Please look for the string "water" below and report every line in which it occurs.
═══ Supplied data ═══
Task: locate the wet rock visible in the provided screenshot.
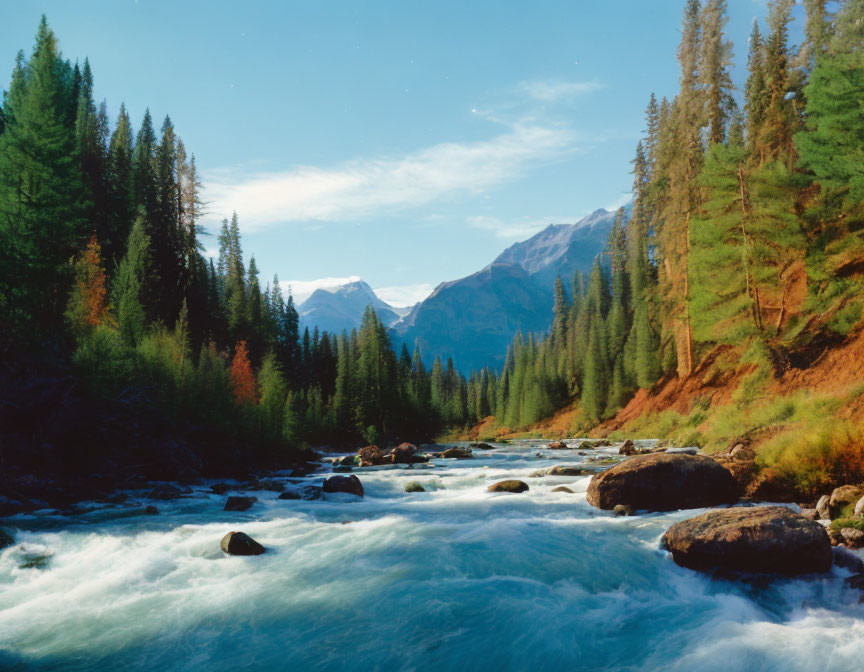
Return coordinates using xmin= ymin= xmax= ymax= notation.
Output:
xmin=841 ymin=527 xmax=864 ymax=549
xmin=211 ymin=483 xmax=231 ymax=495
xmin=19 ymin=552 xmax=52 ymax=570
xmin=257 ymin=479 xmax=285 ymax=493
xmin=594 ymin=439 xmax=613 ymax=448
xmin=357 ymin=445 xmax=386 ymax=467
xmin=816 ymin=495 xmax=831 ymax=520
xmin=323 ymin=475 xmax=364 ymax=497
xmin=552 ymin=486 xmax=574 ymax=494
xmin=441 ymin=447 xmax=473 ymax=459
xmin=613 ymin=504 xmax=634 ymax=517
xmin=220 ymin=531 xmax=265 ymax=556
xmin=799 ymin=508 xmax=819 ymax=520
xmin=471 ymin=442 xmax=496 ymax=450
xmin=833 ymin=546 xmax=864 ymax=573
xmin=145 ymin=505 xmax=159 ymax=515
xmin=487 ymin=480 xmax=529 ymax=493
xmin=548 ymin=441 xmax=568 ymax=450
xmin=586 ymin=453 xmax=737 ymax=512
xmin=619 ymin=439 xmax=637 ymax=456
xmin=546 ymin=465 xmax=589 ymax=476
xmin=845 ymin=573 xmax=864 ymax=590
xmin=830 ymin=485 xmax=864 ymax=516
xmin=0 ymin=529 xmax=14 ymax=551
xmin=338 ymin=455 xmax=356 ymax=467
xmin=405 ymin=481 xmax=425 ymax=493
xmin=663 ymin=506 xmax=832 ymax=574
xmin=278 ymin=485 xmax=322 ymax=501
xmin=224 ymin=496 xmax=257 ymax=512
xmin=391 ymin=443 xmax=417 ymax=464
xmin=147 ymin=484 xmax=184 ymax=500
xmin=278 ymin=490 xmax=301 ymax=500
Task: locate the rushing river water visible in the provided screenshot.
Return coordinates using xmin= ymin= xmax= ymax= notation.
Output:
═══
═══ Supplied data ═══
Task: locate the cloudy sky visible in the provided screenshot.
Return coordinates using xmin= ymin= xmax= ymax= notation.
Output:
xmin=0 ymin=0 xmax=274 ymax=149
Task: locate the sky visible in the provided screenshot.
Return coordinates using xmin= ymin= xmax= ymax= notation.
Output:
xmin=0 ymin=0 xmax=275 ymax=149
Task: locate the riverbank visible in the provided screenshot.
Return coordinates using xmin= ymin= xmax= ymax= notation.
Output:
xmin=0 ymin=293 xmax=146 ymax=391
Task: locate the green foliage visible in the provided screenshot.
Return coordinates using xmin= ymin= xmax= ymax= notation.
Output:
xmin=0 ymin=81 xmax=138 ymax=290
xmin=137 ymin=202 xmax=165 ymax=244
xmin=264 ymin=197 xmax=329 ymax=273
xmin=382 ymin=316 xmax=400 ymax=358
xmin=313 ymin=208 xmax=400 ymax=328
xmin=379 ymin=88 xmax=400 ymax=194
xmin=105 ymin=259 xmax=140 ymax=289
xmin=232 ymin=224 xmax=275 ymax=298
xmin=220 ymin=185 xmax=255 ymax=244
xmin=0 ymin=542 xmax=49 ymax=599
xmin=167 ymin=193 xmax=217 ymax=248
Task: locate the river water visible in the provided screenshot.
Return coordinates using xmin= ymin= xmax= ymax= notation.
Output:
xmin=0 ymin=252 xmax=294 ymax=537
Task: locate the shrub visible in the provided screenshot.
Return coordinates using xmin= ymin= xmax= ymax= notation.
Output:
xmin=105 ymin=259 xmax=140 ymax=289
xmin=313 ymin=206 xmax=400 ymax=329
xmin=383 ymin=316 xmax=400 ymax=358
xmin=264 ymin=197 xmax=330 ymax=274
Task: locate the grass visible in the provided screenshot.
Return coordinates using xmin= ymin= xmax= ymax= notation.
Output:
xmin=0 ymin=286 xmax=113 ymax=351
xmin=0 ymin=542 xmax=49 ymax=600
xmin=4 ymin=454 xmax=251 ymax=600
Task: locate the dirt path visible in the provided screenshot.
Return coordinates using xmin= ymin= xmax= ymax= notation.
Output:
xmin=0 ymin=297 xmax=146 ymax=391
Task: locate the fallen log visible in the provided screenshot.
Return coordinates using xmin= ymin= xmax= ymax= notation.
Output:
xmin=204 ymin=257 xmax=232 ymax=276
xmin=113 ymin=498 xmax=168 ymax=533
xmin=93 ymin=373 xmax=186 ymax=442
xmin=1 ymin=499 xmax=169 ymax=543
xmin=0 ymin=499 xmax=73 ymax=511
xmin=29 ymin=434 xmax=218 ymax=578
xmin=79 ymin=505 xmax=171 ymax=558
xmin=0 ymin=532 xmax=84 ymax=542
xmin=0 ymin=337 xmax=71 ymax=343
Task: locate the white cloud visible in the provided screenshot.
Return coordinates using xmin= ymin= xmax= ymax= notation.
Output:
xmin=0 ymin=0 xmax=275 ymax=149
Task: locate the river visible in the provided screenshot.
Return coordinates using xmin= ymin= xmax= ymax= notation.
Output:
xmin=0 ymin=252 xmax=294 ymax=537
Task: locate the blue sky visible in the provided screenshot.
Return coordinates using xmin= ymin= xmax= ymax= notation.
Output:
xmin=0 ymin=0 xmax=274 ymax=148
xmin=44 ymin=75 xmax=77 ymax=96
═══
### Answer to this task
Task: locate the rushing river water visible in the provided screenshot.
Task: locate the river water visible in the provided screenshot.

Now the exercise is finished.